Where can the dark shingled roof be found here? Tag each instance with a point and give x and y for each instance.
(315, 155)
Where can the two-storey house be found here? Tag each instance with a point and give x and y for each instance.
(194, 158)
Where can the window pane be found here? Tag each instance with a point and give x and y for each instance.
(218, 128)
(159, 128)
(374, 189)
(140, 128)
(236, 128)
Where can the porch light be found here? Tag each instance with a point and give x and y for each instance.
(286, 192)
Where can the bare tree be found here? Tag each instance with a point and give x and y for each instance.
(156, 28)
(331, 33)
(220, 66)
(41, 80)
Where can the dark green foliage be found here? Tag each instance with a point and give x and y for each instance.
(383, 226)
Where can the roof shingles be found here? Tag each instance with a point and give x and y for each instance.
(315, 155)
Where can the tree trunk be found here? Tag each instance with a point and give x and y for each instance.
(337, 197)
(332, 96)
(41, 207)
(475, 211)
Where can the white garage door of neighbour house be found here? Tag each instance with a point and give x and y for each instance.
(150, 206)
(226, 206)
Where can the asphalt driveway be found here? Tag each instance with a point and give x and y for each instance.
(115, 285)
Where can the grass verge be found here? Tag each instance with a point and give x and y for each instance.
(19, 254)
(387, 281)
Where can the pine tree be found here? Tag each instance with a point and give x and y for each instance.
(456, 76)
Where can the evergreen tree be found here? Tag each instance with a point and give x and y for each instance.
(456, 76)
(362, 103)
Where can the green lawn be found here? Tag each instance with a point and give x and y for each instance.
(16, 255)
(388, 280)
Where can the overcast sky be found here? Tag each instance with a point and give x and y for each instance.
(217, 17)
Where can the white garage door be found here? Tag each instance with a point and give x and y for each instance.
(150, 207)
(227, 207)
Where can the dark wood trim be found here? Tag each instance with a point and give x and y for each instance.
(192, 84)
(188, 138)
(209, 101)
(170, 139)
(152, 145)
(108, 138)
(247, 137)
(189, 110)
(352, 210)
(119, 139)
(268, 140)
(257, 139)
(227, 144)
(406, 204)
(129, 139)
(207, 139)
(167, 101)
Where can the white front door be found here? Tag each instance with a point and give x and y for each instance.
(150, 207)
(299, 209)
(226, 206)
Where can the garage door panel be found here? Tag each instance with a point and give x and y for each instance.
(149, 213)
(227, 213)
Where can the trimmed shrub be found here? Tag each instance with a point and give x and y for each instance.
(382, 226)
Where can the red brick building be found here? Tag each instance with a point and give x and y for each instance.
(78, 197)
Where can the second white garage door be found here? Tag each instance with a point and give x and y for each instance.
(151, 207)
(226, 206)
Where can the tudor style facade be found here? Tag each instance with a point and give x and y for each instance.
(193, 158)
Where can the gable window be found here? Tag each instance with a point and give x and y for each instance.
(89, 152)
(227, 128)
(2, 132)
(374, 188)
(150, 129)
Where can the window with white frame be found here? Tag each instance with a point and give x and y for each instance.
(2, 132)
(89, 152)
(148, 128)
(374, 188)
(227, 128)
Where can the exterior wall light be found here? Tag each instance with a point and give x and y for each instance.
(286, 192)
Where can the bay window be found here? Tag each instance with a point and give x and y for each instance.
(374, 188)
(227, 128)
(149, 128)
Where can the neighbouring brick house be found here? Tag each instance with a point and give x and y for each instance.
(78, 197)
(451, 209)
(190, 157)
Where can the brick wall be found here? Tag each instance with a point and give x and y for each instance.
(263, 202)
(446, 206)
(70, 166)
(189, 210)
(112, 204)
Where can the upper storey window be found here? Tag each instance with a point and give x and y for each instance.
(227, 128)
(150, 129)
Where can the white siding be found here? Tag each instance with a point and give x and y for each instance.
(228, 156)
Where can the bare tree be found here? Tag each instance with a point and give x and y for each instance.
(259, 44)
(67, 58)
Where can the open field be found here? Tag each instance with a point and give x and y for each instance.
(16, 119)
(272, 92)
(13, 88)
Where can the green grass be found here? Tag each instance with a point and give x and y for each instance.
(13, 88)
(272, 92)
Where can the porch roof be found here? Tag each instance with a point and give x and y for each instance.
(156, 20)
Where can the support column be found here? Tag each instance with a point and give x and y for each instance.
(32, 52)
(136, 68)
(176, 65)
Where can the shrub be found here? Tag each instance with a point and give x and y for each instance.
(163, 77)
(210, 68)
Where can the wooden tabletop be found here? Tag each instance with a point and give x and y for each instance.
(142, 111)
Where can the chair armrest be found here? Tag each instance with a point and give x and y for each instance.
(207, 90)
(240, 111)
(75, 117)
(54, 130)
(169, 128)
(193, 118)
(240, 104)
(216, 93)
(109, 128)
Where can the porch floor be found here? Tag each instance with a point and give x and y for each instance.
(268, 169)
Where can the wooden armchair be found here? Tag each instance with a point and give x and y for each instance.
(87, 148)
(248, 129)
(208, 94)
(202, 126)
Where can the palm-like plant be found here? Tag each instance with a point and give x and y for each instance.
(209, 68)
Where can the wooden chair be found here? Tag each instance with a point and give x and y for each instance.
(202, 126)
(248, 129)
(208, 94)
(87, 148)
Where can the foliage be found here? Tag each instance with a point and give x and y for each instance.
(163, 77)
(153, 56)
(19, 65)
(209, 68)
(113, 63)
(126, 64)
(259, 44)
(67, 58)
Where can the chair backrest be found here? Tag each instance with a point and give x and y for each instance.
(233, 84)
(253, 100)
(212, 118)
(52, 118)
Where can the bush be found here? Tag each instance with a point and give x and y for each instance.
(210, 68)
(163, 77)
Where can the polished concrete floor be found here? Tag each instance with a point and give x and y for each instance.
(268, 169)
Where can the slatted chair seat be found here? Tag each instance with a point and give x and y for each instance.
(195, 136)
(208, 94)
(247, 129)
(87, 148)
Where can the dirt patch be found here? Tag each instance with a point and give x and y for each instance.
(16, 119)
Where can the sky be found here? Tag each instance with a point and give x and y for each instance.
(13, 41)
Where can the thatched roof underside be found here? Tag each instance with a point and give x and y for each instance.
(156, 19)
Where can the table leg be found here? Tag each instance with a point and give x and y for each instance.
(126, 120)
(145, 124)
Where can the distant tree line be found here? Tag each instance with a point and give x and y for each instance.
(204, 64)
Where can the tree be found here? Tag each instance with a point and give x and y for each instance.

━━━━━━

- Your objective: Every record should be given again exactly.

- Expected answer:
Where can the dark shingled roof be found here? Tag each instance with a point and give x and y for each instance.
(315, 155)
Where can the two-storey house be found here? Tag each instance with a point and give x and y for each instance.
(194, 158)
Where can the window pane be found here? Tag each instance with a point and give x and y for each instance.
(218, 128)
(159, 128)
(374, 189)
(140, 128)
(236, 128)
Where can the porch light be found here? Tag each instance with a point and give x and y for each instance.
(286, 192)
Where can the bare tree be found here? Tag each instance with a point and give x and y for each instance.
(156, 28)
(331, 33)
(220, 66)
(41, 80)
Where can the dark green foliage be found here? Tag each instance with a point and give x and y for each instance.
(383, 226)
Where can the roof shingles be found here? Tag each instance with a point and give x and y for each instance.
(315, 155)
Where can the tree trunk be found here? Tag each instance with a point and give x and y for each instance.
(337, 197)
(332, 96)
(41, 207)
(475, 211)
Where can the white garage door of neighbour house be found here? Tag each instance with a point and give x and y for each instance.
(150, 206)
(226, 206)
Where can the asphalt driveway be found here? Tag each instance with a point and give x and y for each instance.
(115, 285)
Where can the grass verge be found here? Tag each instance with a point and give x and y for each instance.
(19, 254)
(387, 281)
Where can the pine tree be found here? Tag each instance with a point and give x and y for each instance.
(456, 76)
Where can the evergreen tree be found here? Tag each instance with a point and give x and y for each instance.
(456, 76)
(362, 103)
Where can the green lawn be found here? Tag each instance with a point and give x and y for each instance.
(16, 255)
(388, 280)
Where can the overcast sky be found here? Tag each instance with a point and give x and y for each instance.
(217, 17)
Where can the white garage door be found here? Tag each instance with a point and give x and y for each instance.
(150, 207)
(227, 207)
Where can the dark wood trim be found here? Tag each instance with a point and give x and y for each instance.
(192, 84)
(188, 138)
(209, 101)
(170, 139)
(152, 145)
(108, 138)
(247, 137)
(189, 110)
(352, 210)
(119, 139)
(268, 140)
(257, 139)
(227, 144)
(406, 204)
(129, 139)
(207, 139)
(167, 101)
Where can the white front door be found here? Tag each instance with a point and give x and y for each instance.
(150, 207)
(299, 209)
(226, 206)
Where can the garage door panel be found here? Tag each instance with a point and give x and y for each instance.
(149, 213)
(227, 213)
Where can the trimmed shrub be found here? Tag each instance with a point and give x and y for each instance.
(382, 226)
Where can the red brick building be found here? Tag each instance with a point and give x and y for each instance.
(78, 197)
Where can the second white garage door be found here? Tag each instance with a point and give x and y for each instance.
(151, 207)
(226, 206)
Where can the tudor style facade be found here? Tag each instance with a point and give x and y for each instance.
(193, 158)
Where can the gable window be found here? Tag each instance with a point and give x and y for each instance.
(89, 152)
(227, 128)
(2, 132)
(374, 188)
(150, 129)
Where can the window with white frame be found here? Tag each instance with a point and give x and y for each instance.
(2, 132)
(89, 152)
(148, 128)
(374, 188)
(227, 128)
Where can the exterior wall light be found here? Tag each instance with a point and give x and y for each instance.
(286, 192)
Where can the bay window be found here? Tag each instance with a point and give x and y for each instance.
(374, 188)
(227, 128)
(149, 128)
Where can the neighbouring brick house be found here? Tag each instance with a point and give x and y for each instance.
(78, 197)
(451, 209)
(190, 157)
Where can the brick wall be found here? Tag each instance with a point and give x and y for each instance.
(263, 202)
(446, 206)
(70, 166)
(189, 210)
(112, 204)
Where can the upper storey window be found here? Tag each instance with a point and give x and y for each instance.
(227, 128)
(150, 129)
Where can the white siding be found here? Tag each instance with a point and give x and y for each instance.
(228, 156)
Where can the bare tree be found here? Tag each instance with a point and give x and y for each instance.
(259, 44)
(67, 58)
Where can the open field be found here? Tag each instance with a point and give x and y for each instance.
(16, 119)
(272, 92)
(13, 88)
Where can the green grass be found here? Tag each instance with a point and give x and y for each instance.
(13, 88)
(272, 92)
Where can the porch roof be found here? Tag each instance with a point and give x and y for each instance.
(156, 20)
Where can the support column be found here? Tag each instance with a point and give x and y for each instance.
(32, 52)
(136, 68)
(176, 65)
Where can the shrub be found here? Tag each instance with a point and give x and y for each instance.
(163, 77)
(210, 68)
Where can the wooden tabletop be found here? Tag each instance with a point and give x and y for each instance.
(142, 111)
Where can the chair armrest be found here? Tag each instance with a point and give x and y for each instance.
(207, 90)
(240, 111)
(75, 117)
(54, 130)
(169, 128)
(193, 118)
(240, 104)
(216, 93)
(109, 128)
Where can the porch floor be found here? Tag each instance with a point and give x and y for each instance.
(268, 169)
Where can the wooden armchair be found here? Tag each instance with a point and give x and y for each instance.
(87, 148)
(248, 129)
(208, 94)
(202, 126)
Where can the palm-like plant be found here? Tag each instance with a point and give x and y for each instance.
(209, 68)
Where can the wooden chair be found here? Tag each instance with a point and give x and y for each instance.
(202, 126)
(248, 129)
(208, 94)
(87, 148)
Where can the foliage be found here? Tag each instance with a point and give x and y for each instance.
(163, 77)
(153, 56)
(19, 65)
(209, 68)
(113, 63)
(126, 64)
(259, 44)
(67, 58)
Where can the chair backrest be found here? Tag each instance with a point and give x and y for each instance.
(233, 84)
(253, 100)
(212, 118)
(52, 118)
Where can the bush be found here? Tag each instance with a point and give x and y for each instance.
(210, 68)
(163, 77)
Where can the polished concrete floor be found here? Tag each instance with a point and give x and y for each instance.
(268, 169)
Where can the slatted chair seat be found here? Tag each instance with a point and give x and y for each instance.
(195, 136)
(208, 94)
(247, 129)
(87, 148)
Where can the dirt patch be found here? Tag each instance with a point and give x and y for each instance.
(16, 119)
Where can the sky be found here? Tag each instance with a point and give x and y for each instance.
(13, 41)
Where can the thatched roof underside be found here? Tag each instance with a point and give x and y for each instance.
(156, 19)
Where can the table leg be found here? Tag each instance with a point and give x and y for each instance.
(126, 120)
(145, 124)
Where can the distant tree line be found here? Tag each instance with a point and give x and y for each instance.
(204, 64)
Where can the tree be found here? Tag each instance with a point and give x and y for each instance.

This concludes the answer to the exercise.